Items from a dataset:
*-*-*

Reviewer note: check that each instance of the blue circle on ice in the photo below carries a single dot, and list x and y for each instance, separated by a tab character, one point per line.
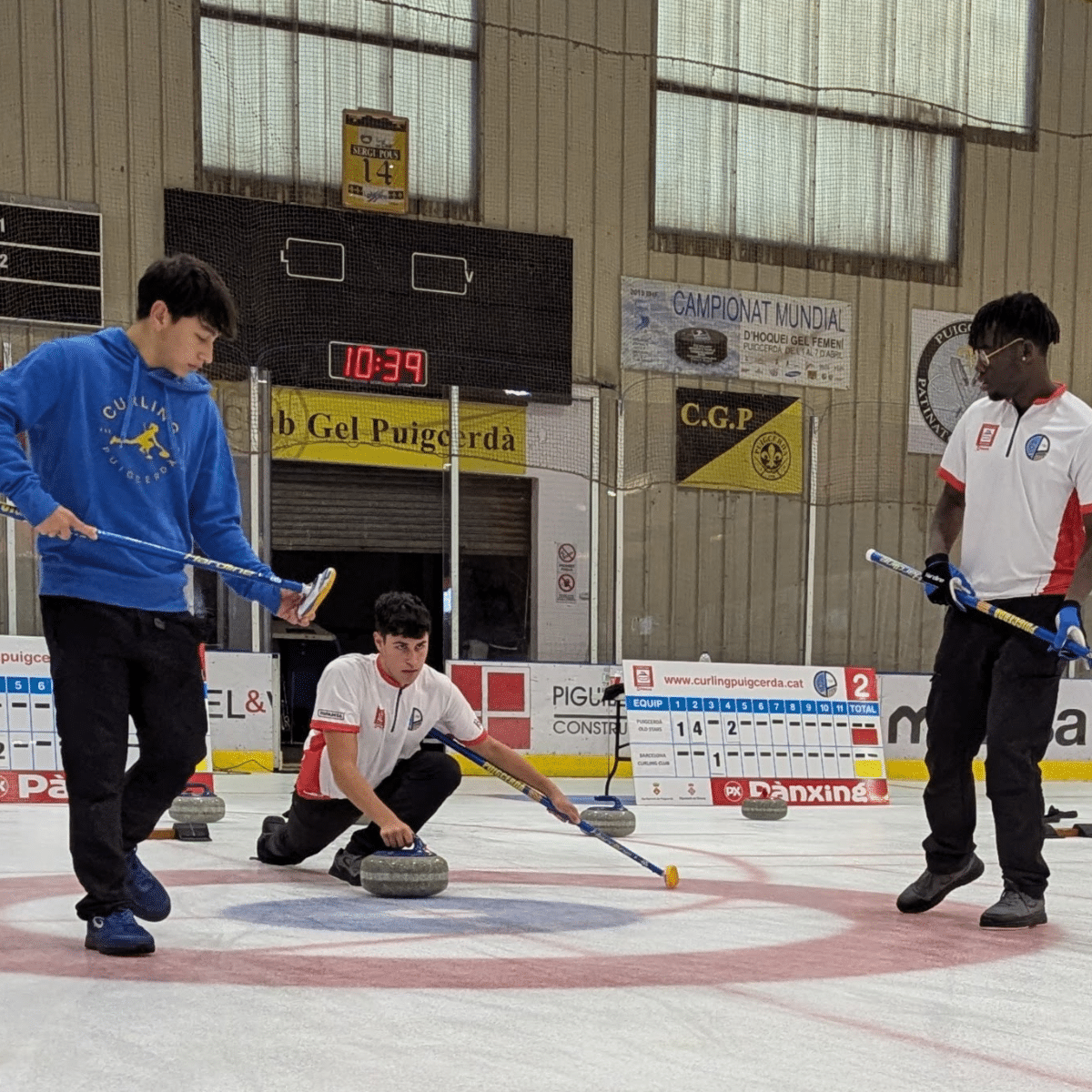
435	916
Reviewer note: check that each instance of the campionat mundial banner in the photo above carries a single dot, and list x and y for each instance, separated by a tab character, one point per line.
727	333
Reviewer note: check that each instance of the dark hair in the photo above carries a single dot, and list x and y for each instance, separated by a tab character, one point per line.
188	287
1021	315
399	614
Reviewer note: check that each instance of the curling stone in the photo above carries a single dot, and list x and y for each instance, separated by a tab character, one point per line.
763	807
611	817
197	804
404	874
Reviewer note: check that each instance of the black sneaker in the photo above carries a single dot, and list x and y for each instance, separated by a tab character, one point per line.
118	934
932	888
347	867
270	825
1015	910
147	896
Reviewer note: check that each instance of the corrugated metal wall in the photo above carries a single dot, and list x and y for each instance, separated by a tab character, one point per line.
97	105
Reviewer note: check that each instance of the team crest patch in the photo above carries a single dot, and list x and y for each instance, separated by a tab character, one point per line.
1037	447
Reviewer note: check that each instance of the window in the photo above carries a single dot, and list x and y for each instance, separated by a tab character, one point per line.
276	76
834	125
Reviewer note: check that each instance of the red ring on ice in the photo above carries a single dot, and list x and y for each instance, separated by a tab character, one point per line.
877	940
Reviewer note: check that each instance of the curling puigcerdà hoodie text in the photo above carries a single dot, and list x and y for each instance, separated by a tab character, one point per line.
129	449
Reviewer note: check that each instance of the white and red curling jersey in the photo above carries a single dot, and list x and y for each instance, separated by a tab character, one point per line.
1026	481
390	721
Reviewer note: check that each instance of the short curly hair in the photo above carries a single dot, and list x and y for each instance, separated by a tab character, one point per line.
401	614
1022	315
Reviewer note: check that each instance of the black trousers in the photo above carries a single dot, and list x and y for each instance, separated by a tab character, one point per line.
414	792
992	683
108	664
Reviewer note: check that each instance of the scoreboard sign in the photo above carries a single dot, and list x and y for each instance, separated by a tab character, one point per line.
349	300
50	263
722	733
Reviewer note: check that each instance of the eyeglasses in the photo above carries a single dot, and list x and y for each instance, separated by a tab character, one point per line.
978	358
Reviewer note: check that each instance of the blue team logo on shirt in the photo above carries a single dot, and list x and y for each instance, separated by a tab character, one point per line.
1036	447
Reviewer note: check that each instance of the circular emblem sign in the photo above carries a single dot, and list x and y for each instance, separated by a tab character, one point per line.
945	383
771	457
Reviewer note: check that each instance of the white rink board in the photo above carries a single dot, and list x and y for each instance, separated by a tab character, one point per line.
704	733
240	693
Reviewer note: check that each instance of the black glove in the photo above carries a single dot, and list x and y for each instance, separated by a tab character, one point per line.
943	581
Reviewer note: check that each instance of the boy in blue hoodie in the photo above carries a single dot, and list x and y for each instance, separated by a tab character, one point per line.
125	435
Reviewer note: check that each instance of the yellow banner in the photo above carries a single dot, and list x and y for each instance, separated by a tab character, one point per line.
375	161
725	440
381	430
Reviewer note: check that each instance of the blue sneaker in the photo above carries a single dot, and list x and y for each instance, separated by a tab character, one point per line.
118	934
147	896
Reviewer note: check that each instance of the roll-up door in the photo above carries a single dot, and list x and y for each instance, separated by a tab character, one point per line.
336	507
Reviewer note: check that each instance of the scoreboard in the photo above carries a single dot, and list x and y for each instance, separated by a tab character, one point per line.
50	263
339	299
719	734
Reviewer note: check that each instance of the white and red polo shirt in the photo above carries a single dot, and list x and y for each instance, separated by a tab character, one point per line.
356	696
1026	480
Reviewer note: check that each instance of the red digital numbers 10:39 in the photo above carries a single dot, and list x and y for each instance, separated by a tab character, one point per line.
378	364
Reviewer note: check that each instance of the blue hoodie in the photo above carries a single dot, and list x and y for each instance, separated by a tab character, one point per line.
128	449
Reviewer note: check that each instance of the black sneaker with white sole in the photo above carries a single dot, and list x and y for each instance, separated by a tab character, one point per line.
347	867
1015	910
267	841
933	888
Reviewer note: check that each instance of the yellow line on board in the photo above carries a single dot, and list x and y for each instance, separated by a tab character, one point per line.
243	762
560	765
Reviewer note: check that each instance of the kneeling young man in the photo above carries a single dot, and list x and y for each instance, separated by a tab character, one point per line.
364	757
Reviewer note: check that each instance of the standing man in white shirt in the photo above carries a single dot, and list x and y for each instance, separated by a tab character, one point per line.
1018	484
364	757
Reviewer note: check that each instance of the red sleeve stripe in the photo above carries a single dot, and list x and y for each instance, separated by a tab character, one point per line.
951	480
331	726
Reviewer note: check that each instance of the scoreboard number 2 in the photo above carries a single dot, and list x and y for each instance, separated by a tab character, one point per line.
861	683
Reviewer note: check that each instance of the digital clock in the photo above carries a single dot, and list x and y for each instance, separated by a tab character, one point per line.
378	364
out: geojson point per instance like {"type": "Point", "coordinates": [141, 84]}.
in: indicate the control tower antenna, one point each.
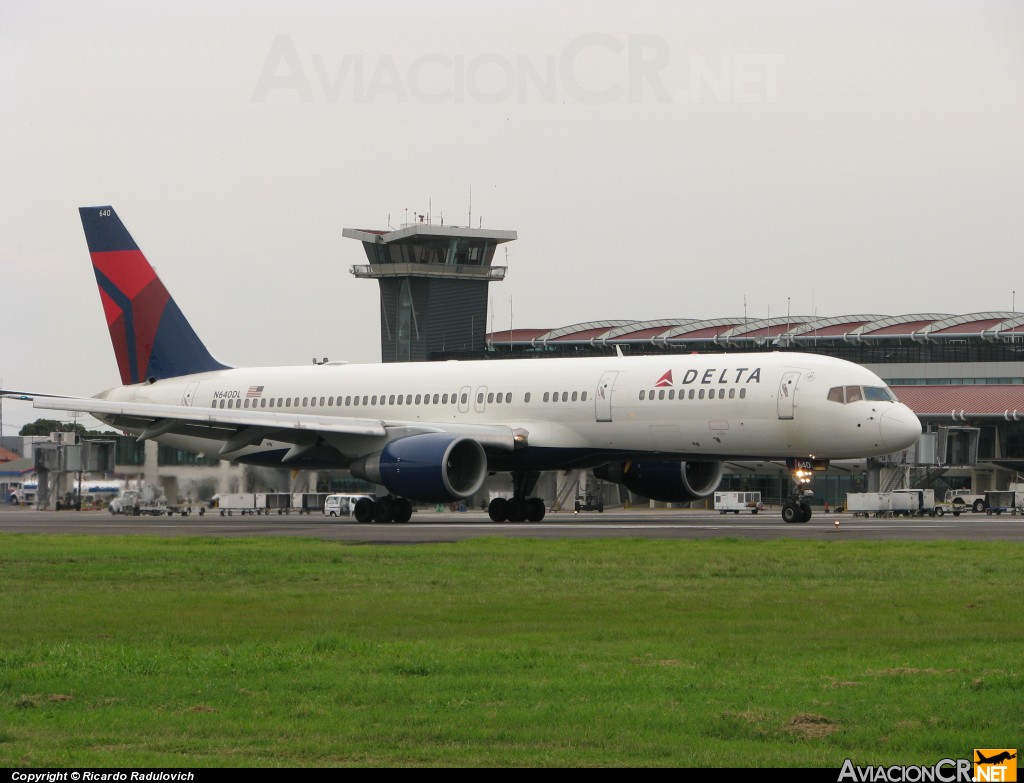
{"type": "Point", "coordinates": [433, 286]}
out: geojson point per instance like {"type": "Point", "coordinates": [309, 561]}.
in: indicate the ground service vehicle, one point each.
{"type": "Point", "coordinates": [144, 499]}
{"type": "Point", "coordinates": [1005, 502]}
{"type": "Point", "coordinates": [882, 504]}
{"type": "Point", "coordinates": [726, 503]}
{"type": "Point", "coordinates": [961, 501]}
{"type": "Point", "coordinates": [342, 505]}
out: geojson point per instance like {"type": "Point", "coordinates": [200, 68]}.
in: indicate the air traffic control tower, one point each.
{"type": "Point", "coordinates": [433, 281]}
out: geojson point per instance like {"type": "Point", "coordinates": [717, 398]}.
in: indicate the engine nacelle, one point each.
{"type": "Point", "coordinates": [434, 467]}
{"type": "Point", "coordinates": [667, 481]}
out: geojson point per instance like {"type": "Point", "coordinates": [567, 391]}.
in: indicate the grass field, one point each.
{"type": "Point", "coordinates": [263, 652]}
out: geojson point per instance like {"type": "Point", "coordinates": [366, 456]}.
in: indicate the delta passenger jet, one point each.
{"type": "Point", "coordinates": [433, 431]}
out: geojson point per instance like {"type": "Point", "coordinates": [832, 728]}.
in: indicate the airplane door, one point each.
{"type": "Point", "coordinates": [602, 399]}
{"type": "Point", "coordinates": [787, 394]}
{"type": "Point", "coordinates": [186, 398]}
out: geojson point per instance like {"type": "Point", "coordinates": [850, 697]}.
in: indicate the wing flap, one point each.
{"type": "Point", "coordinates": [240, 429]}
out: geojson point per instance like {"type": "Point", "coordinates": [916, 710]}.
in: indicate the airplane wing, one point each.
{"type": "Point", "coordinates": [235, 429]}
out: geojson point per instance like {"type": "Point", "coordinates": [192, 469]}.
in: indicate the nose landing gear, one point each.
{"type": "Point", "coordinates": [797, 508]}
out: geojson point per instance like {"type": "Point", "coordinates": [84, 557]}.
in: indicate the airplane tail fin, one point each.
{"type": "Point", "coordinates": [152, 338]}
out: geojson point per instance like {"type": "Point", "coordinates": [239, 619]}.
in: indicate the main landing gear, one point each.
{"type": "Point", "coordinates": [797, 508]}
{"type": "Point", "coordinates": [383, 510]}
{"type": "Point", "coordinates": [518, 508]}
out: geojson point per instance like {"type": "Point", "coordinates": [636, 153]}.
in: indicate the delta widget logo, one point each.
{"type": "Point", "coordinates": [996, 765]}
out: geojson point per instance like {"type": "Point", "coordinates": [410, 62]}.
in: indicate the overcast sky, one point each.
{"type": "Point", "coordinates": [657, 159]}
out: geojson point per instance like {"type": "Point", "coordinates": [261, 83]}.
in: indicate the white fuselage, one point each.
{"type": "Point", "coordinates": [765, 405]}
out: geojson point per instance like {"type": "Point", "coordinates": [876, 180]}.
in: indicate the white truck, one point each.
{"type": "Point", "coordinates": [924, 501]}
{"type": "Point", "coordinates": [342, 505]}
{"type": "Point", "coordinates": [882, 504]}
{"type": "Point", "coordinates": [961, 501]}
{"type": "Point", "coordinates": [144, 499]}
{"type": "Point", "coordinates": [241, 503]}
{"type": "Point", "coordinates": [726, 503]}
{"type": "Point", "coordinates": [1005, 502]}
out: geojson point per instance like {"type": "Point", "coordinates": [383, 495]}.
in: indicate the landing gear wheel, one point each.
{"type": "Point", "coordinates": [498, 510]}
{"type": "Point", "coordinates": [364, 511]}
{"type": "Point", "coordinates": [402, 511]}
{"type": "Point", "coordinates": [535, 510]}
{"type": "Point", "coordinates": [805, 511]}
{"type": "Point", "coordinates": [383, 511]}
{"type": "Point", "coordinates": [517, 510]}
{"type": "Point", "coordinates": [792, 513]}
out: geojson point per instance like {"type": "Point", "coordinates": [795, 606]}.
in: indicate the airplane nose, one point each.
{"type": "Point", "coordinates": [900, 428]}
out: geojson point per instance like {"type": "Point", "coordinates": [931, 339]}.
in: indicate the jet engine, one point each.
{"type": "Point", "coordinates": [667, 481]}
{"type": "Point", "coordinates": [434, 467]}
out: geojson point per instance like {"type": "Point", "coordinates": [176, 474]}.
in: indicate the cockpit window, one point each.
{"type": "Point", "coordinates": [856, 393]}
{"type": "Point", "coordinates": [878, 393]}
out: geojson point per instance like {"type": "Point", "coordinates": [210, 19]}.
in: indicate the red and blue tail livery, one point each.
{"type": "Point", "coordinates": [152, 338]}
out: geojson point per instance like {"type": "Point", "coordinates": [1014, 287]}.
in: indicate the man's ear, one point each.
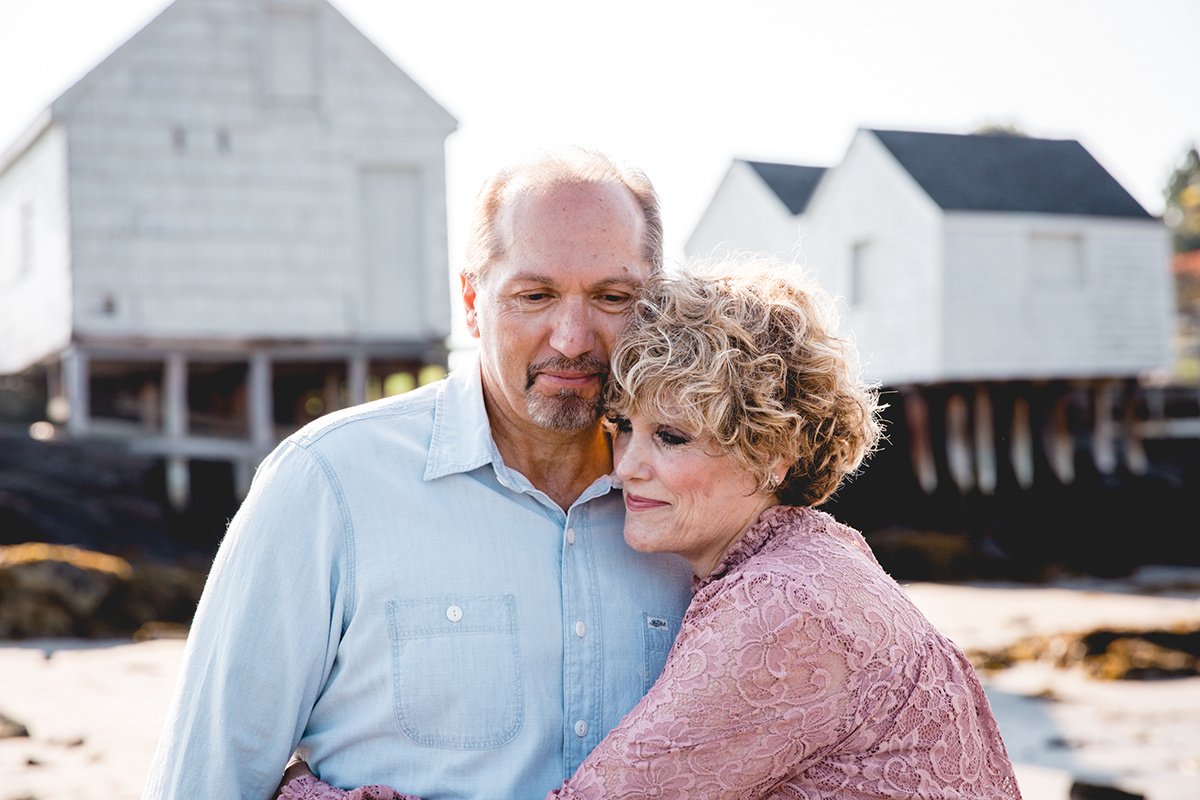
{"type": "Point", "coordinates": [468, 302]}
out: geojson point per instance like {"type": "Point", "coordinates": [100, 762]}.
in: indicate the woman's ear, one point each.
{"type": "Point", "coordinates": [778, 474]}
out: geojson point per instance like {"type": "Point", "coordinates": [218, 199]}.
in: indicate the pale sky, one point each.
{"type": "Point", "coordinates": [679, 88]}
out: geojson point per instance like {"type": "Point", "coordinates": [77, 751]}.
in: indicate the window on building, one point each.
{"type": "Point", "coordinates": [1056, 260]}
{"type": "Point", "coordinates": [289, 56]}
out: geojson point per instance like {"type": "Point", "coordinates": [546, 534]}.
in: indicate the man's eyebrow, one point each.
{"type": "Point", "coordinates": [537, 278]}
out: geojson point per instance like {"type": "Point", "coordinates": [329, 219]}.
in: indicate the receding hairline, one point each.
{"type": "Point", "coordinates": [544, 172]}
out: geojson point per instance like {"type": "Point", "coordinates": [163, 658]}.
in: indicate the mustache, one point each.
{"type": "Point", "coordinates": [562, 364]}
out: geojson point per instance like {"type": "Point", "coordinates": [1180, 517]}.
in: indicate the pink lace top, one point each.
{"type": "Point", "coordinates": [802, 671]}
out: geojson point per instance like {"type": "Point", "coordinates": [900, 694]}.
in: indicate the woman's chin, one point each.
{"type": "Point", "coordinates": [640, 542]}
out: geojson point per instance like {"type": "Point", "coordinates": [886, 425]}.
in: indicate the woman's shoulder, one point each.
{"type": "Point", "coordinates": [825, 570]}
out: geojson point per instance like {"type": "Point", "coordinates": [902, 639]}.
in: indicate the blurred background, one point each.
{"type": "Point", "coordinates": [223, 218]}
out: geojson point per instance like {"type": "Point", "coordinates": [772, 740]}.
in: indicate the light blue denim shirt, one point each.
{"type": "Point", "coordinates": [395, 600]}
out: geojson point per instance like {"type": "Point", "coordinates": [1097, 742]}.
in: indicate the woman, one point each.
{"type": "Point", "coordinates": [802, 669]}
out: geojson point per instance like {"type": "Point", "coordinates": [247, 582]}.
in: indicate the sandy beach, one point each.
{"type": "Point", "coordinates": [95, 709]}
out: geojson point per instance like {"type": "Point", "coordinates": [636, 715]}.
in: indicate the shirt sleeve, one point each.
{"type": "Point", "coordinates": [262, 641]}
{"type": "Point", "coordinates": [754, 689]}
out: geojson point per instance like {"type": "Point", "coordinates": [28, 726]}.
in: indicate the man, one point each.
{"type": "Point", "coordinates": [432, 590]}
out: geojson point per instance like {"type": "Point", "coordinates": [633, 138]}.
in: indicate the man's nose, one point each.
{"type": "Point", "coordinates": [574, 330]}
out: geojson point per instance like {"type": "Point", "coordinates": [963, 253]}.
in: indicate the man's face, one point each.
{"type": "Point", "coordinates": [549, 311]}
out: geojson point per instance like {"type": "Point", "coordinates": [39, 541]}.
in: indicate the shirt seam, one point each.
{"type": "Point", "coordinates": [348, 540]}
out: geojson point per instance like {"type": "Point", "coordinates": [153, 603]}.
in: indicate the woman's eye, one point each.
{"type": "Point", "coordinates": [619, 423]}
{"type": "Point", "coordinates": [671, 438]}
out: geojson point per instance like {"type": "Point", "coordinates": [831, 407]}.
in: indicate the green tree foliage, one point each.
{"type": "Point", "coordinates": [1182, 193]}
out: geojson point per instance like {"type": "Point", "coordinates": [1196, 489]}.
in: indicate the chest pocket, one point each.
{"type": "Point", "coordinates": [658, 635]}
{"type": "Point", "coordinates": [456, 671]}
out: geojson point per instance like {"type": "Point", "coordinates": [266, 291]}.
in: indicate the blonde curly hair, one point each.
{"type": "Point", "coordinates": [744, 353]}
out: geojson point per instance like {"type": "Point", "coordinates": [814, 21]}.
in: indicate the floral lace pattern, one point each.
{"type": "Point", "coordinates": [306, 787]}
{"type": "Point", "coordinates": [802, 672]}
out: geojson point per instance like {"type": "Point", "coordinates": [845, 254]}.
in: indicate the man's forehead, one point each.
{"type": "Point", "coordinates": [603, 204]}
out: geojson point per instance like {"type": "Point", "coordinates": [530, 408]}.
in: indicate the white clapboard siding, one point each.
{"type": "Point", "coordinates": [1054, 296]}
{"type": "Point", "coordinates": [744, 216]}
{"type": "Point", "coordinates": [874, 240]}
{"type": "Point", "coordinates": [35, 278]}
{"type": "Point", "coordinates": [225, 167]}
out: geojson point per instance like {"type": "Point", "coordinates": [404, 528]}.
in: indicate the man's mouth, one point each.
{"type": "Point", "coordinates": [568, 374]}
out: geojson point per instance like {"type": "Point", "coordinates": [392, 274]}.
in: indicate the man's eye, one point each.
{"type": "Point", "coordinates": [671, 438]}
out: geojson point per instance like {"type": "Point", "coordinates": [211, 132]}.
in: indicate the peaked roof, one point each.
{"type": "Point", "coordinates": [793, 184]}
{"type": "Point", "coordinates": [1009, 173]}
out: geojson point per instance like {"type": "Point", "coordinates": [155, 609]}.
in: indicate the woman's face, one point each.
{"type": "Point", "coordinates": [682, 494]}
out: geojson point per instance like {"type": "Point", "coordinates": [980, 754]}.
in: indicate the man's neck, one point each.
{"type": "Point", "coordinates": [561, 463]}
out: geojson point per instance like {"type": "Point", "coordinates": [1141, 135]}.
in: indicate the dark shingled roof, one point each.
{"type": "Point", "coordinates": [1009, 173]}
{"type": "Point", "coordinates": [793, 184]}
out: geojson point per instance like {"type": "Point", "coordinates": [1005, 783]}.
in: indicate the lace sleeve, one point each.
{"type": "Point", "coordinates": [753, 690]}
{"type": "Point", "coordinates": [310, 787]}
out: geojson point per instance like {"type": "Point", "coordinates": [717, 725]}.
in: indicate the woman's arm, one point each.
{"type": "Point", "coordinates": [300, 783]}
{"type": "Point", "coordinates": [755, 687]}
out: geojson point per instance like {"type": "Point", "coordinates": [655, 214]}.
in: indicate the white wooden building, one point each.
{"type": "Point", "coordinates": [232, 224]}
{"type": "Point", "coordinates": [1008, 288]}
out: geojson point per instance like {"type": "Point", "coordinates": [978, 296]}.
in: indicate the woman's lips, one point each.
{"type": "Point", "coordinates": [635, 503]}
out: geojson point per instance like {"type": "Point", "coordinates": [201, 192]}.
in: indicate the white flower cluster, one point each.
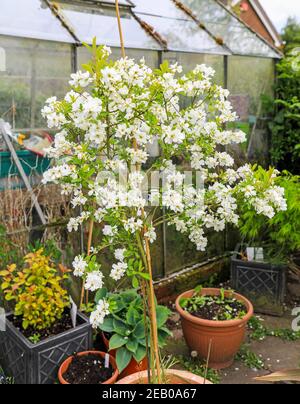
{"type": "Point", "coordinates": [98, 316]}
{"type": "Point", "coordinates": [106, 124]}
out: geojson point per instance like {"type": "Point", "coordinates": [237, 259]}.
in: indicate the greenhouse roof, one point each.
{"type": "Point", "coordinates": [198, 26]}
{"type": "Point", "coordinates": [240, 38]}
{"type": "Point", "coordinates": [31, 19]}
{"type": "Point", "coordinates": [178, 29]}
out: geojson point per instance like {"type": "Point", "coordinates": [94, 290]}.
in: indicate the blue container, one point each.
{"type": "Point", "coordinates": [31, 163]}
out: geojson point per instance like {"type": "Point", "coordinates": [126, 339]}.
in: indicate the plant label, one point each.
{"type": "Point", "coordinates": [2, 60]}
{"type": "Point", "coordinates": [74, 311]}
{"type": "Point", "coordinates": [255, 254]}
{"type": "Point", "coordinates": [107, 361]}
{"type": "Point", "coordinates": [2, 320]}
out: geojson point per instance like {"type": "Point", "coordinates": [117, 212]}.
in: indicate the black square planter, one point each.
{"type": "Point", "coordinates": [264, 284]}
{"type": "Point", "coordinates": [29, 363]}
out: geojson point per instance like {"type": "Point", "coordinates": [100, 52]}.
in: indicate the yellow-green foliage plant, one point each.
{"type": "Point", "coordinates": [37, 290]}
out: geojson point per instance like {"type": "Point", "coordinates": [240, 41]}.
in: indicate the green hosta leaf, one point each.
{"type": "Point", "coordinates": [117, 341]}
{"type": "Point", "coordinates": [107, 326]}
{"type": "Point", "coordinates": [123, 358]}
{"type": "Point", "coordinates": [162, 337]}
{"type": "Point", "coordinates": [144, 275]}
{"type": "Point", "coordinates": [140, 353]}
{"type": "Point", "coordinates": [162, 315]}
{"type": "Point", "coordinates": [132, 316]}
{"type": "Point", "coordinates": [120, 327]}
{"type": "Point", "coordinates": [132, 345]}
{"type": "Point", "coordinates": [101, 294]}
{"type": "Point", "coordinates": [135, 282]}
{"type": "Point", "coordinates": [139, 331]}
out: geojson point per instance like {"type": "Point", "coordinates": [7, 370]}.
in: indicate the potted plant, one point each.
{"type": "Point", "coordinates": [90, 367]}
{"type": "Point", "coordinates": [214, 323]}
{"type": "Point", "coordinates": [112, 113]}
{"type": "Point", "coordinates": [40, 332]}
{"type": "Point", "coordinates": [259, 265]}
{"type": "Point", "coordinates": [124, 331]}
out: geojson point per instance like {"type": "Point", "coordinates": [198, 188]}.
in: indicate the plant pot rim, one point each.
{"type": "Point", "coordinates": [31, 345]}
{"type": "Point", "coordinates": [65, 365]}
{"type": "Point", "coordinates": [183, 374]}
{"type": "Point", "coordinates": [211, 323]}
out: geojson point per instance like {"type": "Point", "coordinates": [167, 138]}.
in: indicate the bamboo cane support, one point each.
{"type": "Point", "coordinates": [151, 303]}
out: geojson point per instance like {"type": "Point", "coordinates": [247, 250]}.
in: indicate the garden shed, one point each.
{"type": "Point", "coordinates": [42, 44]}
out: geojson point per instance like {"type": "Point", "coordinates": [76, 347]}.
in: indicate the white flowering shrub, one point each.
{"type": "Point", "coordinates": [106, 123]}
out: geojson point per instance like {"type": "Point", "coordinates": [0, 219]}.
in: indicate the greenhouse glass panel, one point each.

*-*-*

Task directions:
Gather every line in the items above that contains the word "face", matching case exactly.

Answer to the task:
in: indicate the man's face, one point each.
in: indicate the woman's face, one point each.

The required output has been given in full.